__Your task__
Each record here should be printed again exactly; please leave its pictures out.

__Given records__
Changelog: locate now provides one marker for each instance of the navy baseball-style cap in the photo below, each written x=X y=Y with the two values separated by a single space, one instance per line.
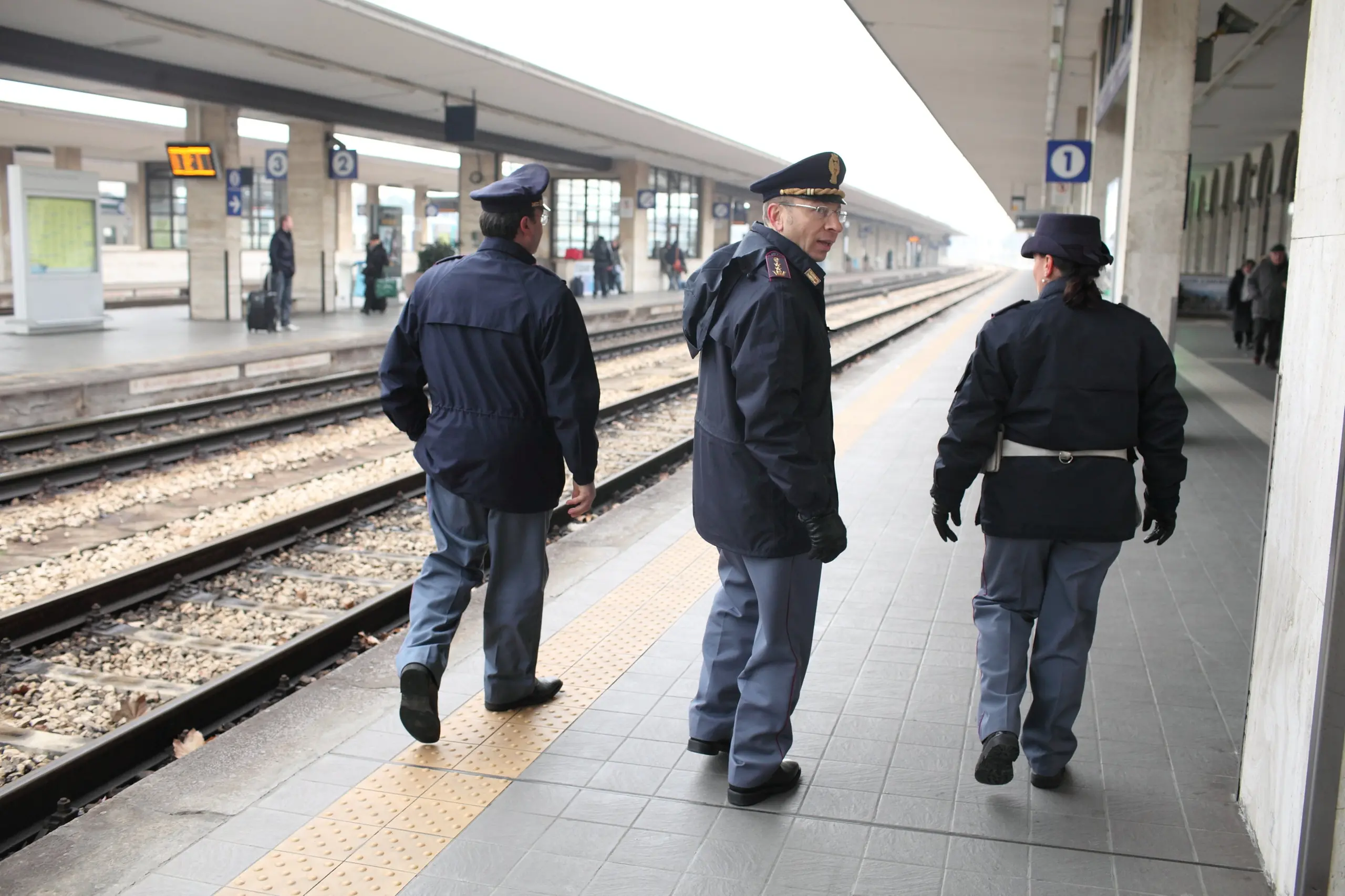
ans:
x=520 y=192
x=1075 y=238
x=818 y=176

__Problem solution__
Changelog: locate now provides one marker for each instance of the navy baseball-style cap in the photo below, each written x=X y=Y with the two values separated by a single space, one instance per line.
ans:
x=520 y=192
x=1075 y=238
x=818 y=176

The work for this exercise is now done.